***** KUTIPAN BACAAN *****

Eramuslim.com – Presiden Joko Widodo (Jokowi) dikabarkan akan memberlakukan kebijakan pembatasan mobilitas masyarakat secara ketat menyusul lonjakan kasus positif dan kematian akibat Covid-19 di Tanah Air yang semakin mengkhawatirkan. Kebijakan itu dikabarkan akan disebut sebagai Pemberlakukan Pembatasan Kegiatan Masyarakat (PPKM) Darurat yang akan berlaku per Rabu (30/6).
Ahli Epidemiologi Universitas Airlangga (Unair) Surabaya Windhu Purnomo justru khawatir PPKM Darurat hanyalah perubahan istilah. Sementara, esensi dari kebijakan pembatasan belum menunjukkan respons yang kuat untuk menghadapi laju penularan Covid-19.
“Apa isi dari PPKM darurat? Jangan-jangan cuma ganti nama doang, tetapi esensinya belum menunjukkan respons yang kuat terhadap tingkat risiko penularan virus yang luar biasa tinggi di masyarakat,” ujar Windhu saat dihubungi Republika.co.id, Selasa (29/6).
Windhu mengkritik, pemerintah suka bermain nama atau istilah mengenai pembatasan sosial, tetapi lemah dalam esensi. Menurutnya, pemerintah sering tidak sejalan dengan prinsip-prinsip pemutusan rantai penularan.

***** DATA YANG DIBERIKAN *****

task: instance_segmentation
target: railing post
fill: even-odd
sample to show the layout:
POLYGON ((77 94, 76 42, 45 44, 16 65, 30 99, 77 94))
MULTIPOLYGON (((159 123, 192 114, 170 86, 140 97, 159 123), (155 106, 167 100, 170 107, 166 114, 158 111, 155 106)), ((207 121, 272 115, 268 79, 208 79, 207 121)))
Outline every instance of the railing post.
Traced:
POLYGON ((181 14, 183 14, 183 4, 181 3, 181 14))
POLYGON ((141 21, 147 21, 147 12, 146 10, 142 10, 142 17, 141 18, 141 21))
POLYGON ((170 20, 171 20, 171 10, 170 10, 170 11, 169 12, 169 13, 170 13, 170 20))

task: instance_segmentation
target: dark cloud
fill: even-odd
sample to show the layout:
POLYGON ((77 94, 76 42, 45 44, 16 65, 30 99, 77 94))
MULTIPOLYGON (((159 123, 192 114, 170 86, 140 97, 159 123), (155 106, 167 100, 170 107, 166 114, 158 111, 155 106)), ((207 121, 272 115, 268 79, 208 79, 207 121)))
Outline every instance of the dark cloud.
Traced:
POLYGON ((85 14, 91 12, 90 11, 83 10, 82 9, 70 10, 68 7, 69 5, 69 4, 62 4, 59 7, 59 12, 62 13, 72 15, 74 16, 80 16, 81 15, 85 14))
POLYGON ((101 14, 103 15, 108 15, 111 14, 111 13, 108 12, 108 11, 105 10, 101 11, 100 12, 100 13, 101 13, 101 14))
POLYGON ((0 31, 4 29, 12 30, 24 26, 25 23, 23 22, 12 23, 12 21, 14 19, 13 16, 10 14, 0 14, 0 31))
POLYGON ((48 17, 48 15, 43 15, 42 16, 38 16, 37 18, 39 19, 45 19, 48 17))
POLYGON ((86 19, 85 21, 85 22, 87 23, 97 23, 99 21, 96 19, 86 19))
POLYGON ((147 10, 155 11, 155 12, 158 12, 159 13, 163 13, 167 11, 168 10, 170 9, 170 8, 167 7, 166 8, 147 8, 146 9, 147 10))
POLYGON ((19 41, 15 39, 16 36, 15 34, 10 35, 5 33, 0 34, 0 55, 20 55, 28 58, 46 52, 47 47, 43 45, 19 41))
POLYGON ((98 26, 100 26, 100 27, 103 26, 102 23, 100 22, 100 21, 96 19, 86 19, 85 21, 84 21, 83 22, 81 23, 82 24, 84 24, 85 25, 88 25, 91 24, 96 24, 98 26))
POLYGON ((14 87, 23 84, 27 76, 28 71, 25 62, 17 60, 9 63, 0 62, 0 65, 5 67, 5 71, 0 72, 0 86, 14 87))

*****
***** DATA YANG DIBERIKAN *****

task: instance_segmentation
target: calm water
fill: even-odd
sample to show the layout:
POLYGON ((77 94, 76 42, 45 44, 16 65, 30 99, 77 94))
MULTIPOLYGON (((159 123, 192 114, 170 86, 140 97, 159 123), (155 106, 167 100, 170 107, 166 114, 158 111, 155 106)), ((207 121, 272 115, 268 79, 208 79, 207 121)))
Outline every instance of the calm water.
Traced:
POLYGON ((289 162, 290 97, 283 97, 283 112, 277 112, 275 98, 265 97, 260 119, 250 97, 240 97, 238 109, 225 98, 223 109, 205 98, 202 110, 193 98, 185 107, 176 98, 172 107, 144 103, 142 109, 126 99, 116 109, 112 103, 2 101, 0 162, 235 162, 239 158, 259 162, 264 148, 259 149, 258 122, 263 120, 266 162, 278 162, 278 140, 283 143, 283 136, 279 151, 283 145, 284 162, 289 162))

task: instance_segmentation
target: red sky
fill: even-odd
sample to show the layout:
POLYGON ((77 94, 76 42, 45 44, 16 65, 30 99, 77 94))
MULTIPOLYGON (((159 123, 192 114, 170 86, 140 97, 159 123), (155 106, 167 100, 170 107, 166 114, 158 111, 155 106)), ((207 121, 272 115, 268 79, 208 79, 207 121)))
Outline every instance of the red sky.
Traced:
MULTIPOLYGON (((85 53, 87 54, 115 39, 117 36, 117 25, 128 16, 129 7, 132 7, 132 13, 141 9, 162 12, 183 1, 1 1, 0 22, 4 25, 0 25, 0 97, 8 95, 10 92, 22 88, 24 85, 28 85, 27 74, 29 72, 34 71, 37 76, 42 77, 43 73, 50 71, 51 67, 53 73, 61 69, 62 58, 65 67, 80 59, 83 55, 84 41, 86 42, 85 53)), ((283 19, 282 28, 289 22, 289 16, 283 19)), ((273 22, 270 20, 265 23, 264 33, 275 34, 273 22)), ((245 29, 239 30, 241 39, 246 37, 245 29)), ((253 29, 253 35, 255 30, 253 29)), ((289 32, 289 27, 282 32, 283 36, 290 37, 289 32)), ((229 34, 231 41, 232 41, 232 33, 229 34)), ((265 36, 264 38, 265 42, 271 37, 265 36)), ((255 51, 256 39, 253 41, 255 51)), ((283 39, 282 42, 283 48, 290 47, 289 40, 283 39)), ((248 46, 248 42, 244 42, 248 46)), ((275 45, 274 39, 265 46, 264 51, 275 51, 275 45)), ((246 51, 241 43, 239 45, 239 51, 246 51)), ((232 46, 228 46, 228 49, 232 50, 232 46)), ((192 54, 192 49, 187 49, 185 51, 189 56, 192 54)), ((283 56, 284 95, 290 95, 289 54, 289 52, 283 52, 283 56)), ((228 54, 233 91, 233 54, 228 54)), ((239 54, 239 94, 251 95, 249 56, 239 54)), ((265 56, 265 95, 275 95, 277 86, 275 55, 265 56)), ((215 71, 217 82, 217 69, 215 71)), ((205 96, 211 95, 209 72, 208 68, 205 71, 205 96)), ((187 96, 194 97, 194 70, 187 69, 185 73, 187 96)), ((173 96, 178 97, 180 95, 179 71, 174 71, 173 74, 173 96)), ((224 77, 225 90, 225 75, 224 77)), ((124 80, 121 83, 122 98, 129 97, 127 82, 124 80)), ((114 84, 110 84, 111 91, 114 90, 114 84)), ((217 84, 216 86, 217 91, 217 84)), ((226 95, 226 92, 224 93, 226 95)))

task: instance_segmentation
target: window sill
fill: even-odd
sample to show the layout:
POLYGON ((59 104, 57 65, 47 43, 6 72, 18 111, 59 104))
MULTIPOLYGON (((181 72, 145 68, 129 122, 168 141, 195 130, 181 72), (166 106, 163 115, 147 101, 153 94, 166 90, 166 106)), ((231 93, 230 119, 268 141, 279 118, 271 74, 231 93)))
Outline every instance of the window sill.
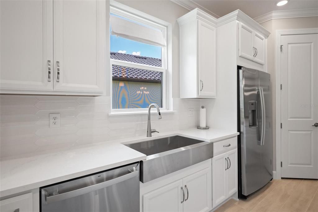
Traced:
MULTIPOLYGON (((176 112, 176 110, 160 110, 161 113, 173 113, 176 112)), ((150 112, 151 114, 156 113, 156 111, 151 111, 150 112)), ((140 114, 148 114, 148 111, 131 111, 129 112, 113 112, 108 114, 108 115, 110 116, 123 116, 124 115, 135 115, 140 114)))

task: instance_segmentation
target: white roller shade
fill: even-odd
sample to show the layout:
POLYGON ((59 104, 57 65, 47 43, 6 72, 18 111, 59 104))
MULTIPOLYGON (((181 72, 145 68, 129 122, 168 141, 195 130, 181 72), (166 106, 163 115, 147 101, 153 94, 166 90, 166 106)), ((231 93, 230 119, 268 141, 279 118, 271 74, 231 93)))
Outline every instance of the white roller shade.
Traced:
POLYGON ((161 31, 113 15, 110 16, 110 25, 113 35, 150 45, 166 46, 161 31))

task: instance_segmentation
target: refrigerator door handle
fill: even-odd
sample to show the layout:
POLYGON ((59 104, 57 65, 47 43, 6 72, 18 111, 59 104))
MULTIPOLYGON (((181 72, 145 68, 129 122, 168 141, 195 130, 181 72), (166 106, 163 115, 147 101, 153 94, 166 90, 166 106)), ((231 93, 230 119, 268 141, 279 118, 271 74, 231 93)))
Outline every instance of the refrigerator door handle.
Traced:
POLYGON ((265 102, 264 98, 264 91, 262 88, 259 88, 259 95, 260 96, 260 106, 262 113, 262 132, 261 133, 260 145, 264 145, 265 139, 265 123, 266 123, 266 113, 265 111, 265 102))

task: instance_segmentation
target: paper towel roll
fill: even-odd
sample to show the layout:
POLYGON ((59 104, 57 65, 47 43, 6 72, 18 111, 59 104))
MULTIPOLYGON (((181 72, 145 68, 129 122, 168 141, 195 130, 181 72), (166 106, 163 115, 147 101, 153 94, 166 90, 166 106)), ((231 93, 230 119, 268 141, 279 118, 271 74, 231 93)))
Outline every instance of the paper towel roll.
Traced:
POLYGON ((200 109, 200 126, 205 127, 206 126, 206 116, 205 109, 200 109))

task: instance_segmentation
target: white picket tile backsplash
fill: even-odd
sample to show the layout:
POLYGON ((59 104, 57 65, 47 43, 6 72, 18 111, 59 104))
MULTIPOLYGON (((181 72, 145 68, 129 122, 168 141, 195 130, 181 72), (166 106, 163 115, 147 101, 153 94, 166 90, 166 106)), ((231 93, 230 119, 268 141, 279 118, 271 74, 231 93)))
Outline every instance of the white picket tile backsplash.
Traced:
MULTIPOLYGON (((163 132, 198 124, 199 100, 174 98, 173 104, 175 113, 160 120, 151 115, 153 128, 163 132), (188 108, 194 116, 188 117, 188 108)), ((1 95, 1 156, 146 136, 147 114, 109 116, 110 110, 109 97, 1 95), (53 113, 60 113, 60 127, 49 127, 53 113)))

*****

KEGIATAN 1: Ringkaslah kutipan bacaan dalam dua kalimat.
KEGIATAN 2: Salin dengan tepat bagian kutipan bacaan yang dimulai dari "Windhu mengkritik, pemerintah" dan berakhir pada "pemutusan rantai penularan.".
KEGIATAN 3:
Jawablah pertanyaan berikut berdasarkan kutipan bacaan.
(a) Kapan PPKM Darurat dikabarkan mulai berlaku?
(b) Windhu Purnomo adalah ahli epidemiologi dari universitas mana?
(c) Kepada media apa Windhu menyampaikan pendapatnya?

HASIL LATIHAN 1: Presiden Joko Widodo dikabarkan akan memberlakukan PPKM Darurat mulai Rabu (30/6) karena lonjakan kasus positif dan kematian akibat Covid-19 yang semakin mengkhawatirkan. Ahli epidemiologi Unair, Windhu Purnomo, khawatir kebijakan itu hanya pergantian istilah tanpa esensi yang kuat dan menilai pemerintah sering tidak sejalan dengan prinsip pemutusan rantai penularan.

HASIL LATIHAN 2:
Windhu mengkritik, pemerintah suka bermain nama atau istilah mengenai pembatasan sosial, tetapi lemah dalam esensi. Menurutnya, pemerintah sering tidak sejalan dengan prinsip-prinsip pemutusan rantai penularan.

HASIL LATIHAN 3:
(a) Per Rabu (30/6).
(b) Universitas Airlangga (Unair) Surabaya.
(c) Republika.co.id.